Tugas Wajib 1.
Menurut artikel tentang investasi Pulau Rempang di bawah, berapa nilai investasi yang disebutkan oleh Menteri Investasi/Badan Koordinasi Penanaman Modal (BKPM)?
• • • •
EkonomiKepulauan Riau

Tidak Transparan, Pengamat Sebut Nilai Investasi Pulau Rempang Tak Pengaruh Buat Warga

147
×

Tidak Transparan, Pengamat Sebut Nilai Investasi Pulau Rempang Tak Pengaruh Buat Warga

Sebarkan artikel ini
Pulau Rempang
Pulau Rempang. (f/ist)

Mjnews.id – Pengamat ekonomi Institut Pertanian Bogor (IPB), Adi Adiyanto mengatakan keputusan pemerintah merelokasi masyarakat Pulau Rempang dari tempat tinggal mereka akibat masuknya investasi pabrik kaca sangat mendadak dan tertutup.

Bahkan, pernyataan-pernyataan pemerintah soal investasi Pulau Rempang ini berganti-ganti baik soal nilai investasi, investor hingga jumlah proyek yang masuk ke sana. Awalnya, pemerintah sebut investor pabrik kaca di Rempang adalah perusahaan kaca terbesar kedua di dunia yakni Xinyi Group, kemudian berubah dan mengakui ada beberapa perusahan dengan beberapa proyek.

ADVERTISEMENT

Banner Pemkab Muba

“Kalau dari sisi ekonomi sebenarnya saya tidak anti investasi, investasi itu bagus ya, investasi itu bisa mendorong pertumbuhan ekonomi tetapi yang jadi persoalan adalah informasi satu ini mendadak jadi berita masyarakat harus direlokasi, penggunaan lahan itu serba mendadak, lalu kemudian itu ditetapkan menjadi PSN pula,” kata Adiyanto saat dihubungi, Senin (2/10/2023).

“Lalu kemudian ini akan dikembangkan oleh investor Cina, pabrik kaca yang ternyata berdasarkan data bukan pabrik kaca terbesar di dunia. Dan karena ada beberapa perusahaan dari Amerika Serikat dan Jerman, di Hongkong memang tidak ada,” sambungnya.

Langkah pemerintah yang mendadak ini kemudian menjadi tanda tanya bagi publik, baik dari nilai investasi, investor hingga jumlah proyek yang diawal disebut satu kemudian berubah menjadi 10 proyek.

“Ini semua menimbulkan pertanyaan publik ada apa ini, kok menjadi problem kira-kira begitu. Ada satu atau 10 perusahaan nah ini malah akan ada pertanyaan lebih lanjut lagi, awalnya satu perusahaan sekarang ada 10 malah, semakin bertanya-tanya publik, ada apa, intinya itu tranparansi terkait dengan rencana pengembangan investasi Pulau Rempang ini, karena sangat tidak transparan dan tidak sewajarnya,” ucapnya.

Dijelaskan Adiyanto, nilai investasi yang disebutkan oleh Menteri Investasi/Badan Koordinasi Penanaman Modal (BKPM) sebesar Rp 174 triliun ini bukanlah satu ukuran kemajuan investasi di Indonesia, tetapi bagaimana investasi tersebut bermanfaat bagi masyarakat, khususnya masyarakat di Pulau Rempang yang menjadi korban atas keinginan pemerintah.
• • • •
Tugas Wajib 2.
Temukan semua baris pada entri di bawah yang memuat kata "like", lalu salin baris-baris tersebut.

Baris dataset penunjukan objek:
• • • •
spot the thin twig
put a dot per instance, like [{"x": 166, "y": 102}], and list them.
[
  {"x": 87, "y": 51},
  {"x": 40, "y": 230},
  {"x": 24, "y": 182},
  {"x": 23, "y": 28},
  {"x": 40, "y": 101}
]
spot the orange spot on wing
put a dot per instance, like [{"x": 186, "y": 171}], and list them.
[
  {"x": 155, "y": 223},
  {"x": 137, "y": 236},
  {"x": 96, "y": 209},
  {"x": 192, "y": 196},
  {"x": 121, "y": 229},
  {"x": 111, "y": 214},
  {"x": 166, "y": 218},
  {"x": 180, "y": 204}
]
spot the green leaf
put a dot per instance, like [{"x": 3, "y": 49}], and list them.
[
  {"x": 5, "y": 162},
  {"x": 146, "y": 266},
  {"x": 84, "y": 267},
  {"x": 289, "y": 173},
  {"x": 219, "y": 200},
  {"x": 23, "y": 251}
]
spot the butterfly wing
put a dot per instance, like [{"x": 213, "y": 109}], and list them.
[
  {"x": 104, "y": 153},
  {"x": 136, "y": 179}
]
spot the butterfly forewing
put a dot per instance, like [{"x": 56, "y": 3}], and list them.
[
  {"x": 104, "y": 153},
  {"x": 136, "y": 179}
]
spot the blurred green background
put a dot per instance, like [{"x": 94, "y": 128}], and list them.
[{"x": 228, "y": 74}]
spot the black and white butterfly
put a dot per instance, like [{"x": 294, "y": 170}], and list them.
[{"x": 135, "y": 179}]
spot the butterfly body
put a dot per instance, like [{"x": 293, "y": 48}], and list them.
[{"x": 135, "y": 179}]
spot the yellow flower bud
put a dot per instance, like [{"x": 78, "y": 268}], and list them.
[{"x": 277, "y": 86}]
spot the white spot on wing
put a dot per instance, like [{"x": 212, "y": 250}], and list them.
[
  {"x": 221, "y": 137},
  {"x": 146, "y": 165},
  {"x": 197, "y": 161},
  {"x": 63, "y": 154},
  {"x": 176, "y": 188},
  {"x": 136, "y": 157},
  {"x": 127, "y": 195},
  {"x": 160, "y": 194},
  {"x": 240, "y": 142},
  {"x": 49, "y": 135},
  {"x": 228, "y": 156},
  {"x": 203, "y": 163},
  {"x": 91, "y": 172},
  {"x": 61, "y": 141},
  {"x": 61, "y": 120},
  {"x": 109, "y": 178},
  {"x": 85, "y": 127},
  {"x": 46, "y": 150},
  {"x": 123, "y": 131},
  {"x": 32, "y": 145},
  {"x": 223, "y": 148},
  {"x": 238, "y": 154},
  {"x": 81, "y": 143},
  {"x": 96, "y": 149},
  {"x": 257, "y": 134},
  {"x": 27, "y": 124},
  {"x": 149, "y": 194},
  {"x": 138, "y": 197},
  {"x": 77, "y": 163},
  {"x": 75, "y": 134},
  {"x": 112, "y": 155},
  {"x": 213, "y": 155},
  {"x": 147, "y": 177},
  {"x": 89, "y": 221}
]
• • • •
Jawaban Benar 1.
Rp 174 triliun.

Jawaban Benar 2.
put a dot per instance, like [{"x": 166, "y": 102}], and list them.
put a dot per instance, like [{"x": 186, "y": 171}], and list them.
put a dot per instance, like [{"x": 3, "y": 49}], and list them.
put a dot per instance, like [{"x": 213, "y": 109}], and list them.
put a dot per instance, like [{"x": 56, "y": 3}], and list them.
put a dot per instance, like [{"x": 94, "y": 128}], and list them.
put a dot per instance, like [{"x": 294, "y": 170}], and list them.
put a dot per instance, like [{"x": 293, "y": 48}], and list them.
put a dot per instance, like [{"x": 78, "y": 268}], and list them.
put a dot per instance, like [{"x": 212, "y": 250}], and list them.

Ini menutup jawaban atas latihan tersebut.